Обновите отрывок текста о перехваченном письме от «Читая, я не» до «на старой фотографии.» включительно, заменив «языку» на «слогу».

- **ТЕКСТ УПРАЖНЕНИЯ**:
____
Читая, я не сразу понял, кто автор письма,- может быть, старый большевик, мой товарищ давних лет? А дойдя до адреса, вдруг вспомнил. В конце письма приписка: «По мнению ДП, автор настоящего письма поднадзорный Илья Григорьевич Эренбург». Департамент полиции не ошибся - это копия моего письма Вале Неймарку. Я перечитываю текст и дивлюсь не столько содержанию, сколько языку. Так иногда с трудом узнаешь себя на старой фотографии.
Давно уже нет в живых ни Вали Неймарка, ни социал-демократических депутатов Государственной думы, ни X, который возмутил меня своими сентенциями об утилитарной сущности искусства. Жизнь прожита, и я могу только добавить, что есть линия, связующая письмо подростка с книгой старого писателя. Я не жалею ни о том, что в возрасте пятнадцати лет начал работать в подпольной большевистской организации, ни о том, что три года спустя, фанатично полюбив поэзию, перестал ходить на собрания, посещал еще несколько месяцев Школу социальных наук, но и это забросил, читал с утра до ночи стихи старых и новых поэтов, глядел холсты, слушал споры о кубизме и о «научной поэзии».
____
Сохранённые записи
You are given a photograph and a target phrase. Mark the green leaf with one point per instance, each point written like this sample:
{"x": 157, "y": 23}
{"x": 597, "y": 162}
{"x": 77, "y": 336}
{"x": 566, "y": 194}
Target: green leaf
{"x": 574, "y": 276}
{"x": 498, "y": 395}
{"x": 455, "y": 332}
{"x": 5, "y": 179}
____
- **РЕЗУЛЬТАТ**:
Читая, я не сразу понял, кто автор письма,- может быть, старый большевик, мой товарищ давних лет? А дойдя до адреса, вдруг вспомнил. В конце письма приписка: «По мнению ДП, автор настоящего письма поднадзорный Илья Григорьевич Эренбург». Департамент полиции не ошибся - это копия моего письма Вале Неймарку. Я перечитываю текст и дивлюсь не столько содержанию, сколько слогу. Так иногда с трудом узнаешь себя на старой фотографии.